■ Problem description
In the article on Lioubov Vasilieva, set down the text word for word from "Russian Para cross-country" up to and including "silver and a bronze medal in the biathlon events.".

# Start of Article

Personal information
- Nationality: Russian
- Born: 24 May 1967 (age 59) Sinegorye, Soviet Union
- Years active: 2003 – 2010

Sport
- Country: Russia
- Sport: Para Nordic skiing (Para cross-country skiing and Para biathlon)
- Disability class: B2
- Coached by: Vyacheslav Goldinov

Medal record
Representing Russia
Women's Para cross-country skiing
Winter Paralympics
| Gold medal – first place | Turin 2006 | 10km visually impaired |
| Gold medal – first place | Turin 2006 | 15km visually impaired |
| Gold medal – first place | Turin 2006 | 3 × 2.5 km relay open |
| Gold medal – first place | Vancouver 2010 | 3 x 2.5 km relay open |
| Silver medal – second place | Vancouver 2010 | 15km visually impaired |
Women's Para biathlon
| Silver medal – second place | Vancouver 2010 | 12.5km visually impaired |
| Silver medal – second place | Vancouver 2010 | 3km pursuit visually impaired |
| Bronze medal – third place | Turin 2006 | 5km visually impaired |
| Bronze medal – third place | Vancouver 2010 | 1km sprint visually impaired |

= Lioubov Vasilieva =

Russian Para cross-country skier and biathlete (born 1967)

Lioubov Vasilieva (born 24 May 1967) is a Russian female visually impaired Para cross-country skier and biathlete. She has represented Russia at the Paralympics in 2006 and in 2010 claiming 9 medals in her Paralympic career including 3 gold medals in her debut Paralympic event including the cross-country skiing events during the 2006 Winter Paralympics.

== Career ==
Liubov Vasilieva was part of the Russian delegation at the 2006 Winter Paralympics and displayed her medal hunt as she claimed 3 gold medals in the cross-country skiing and a bronze medal in the biathlon events.

She continued her medal success at the Winter Paralympics as she clinched 5 medals during the 2010 Winter Paralympics including a gold, silver medals in the cross-country skiing and 2 silver and a bronze medal in the biathlon events.

# End of Article
# Start of Entries supplied

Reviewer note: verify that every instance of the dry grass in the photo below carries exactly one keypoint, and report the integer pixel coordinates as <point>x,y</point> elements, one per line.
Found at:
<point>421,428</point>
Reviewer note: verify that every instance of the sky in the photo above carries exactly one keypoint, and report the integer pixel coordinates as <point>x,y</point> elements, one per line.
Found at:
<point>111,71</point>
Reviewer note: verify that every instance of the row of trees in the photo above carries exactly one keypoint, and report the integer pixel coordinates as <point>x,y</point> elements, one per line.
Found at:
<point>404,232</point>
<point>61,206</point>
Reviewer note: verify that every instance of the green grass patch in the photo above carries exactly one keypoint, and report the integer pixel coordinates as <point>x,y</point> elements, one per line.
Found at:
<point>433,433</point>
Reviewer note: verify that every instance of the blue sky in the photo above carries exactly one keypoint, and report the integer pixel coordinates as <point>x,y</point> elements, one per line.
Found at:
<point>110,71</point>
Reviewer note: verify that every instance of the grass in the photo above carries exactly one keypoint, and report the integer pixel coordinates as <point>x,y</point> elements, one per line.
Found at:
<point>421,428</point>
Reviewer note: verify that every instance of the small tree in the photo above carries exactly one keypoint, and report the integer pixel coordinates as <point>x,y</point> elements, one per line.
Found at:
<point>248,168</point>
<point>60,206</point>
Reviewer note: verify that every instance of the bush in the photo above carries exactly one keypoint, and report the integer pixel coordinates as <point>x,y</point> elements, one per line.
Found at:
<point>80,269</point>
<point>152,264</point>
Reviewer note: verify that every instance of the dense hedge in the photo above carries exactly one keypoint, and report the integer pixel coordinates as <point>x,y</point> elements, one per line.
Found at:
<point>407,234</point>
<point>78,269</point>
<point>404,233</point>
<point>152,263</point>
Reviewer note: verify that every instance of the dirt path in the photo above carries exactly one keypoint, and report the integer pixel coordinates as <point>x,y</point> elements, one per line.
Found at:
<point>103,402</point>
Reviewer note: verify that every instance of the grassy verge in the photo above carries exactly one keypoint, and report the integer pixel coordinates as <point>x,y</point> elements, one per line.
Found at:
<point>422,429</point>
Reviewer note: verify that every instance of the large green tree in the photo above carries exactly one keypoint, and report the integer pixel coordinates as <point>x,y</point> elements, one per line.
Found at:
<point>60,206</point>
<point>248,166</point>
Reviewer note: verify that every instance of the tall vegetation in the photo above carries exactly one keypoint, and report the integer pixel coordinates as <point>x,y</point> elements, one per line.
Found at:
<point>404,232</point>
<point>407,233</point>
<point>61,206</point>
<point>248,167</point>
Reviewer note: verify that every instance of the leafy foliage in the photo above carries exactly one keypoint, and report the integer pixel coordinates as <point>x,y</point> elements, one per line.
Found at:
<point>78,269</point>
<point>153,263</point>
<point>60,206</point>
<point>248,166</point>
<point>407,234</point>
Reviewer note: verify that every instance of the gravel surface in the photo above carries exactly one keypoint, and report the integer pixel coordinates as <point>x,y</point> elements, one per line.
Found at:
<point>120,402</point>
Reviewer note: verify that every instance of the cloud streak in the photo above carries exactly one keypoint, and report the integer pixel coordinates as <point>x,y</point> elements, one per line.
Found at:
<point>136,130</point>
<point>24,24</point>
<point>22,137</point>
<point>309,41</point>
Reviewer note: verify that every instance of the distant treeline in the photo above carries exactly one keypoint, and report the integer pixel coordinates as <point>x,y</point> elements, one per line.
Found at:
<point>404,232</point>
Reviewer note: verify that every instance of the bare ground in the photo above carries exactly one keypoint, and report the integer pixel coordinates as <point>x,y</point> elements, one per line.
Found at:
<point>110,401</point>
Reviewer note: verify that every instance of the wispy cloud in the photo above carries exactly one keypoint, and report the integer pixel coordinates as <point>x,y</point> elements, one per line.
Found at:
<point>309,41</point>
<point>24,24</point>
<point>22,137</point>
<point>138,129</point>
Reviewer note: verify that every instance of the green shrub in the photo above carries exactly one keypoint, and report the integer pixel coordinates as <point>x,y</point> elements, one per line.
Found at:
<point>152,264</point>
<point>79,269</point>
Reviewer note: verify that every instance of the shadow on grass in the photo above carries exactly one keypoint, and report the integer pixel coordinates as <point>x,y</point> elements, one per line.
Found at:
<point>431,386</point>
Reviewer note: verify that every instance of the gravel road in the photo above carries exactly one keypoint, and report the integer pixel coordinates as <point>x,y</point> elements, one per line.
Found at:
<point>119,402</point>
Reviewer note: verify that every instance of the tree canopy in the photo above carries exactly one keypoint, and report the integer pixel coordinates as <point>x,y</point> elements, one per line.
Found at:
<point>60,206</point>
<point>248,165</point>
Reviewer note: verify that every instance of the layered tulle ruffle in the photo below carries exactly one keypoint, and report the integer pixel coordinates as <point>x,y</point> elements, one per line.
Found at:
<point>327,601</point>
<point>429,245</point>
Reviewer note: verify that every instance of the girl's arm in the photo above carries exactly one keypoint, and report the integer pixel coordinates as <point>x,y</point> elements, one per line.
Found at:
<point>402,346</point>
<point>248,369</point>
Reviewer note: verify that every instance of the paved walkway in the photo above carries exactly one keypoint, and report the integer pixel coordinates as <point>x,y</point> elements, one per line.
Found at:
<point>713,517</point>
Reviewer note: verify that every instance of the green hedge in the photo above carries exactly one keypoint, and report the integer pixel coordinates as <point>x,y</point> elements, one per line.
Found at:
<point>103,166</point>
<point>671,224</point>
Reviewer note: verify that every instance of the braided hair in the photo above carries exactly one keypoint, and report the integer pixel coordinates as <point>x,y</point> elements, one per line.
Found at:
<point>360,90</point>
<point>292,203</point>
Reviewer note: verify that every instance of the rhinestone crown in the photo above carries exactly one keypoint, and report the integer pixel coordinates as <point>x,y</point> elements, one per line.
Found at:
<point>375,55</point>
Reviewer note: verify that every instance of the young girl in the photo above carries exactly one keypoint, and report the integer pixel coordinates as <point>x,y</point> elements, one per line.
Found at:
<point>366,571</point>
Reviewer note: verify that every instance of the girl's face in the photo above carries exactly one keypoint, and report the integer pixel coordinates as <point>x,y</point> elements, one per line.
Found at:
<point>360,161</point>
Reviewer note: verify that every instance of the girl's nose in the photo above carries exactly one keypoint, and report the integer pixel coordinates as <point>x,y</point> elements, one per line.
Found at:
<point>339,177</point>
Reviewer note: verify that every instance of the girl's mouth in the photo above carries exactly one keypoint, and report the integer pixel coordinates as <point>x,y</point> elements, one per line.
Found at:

# End of Entries supplied

■ Written reply
Russian Para cross-country skier and biathlete (born 1967)

Lioubov Vasilieva (born 24 May 1967) is a Russian female visually impaired Para cross-country skier and biathlete. She has represented Russia at the Paralympics in 2006 and in 2010 claiming 9 medals in her Paralympic career including 3 gold medals in her debut Paralympic event including the cross-country skiing events during the 2006 Winter Paralympics.

== Career ==
Liubov Vasilieva was part of the Russian delegation at the 2006 Winter Paralympics and displayed her medal hunt as she claimed 3 gold medals in the cross-country skiing and a bronze medal in the biathlon events.

She continued her medal success at the Winter Paralympics as she clinched 5 medals during the 2010 Winter Paralympics including a gold, silver medals in the cross-country skiing and 2 silver and a bronze medal in the biathlon events.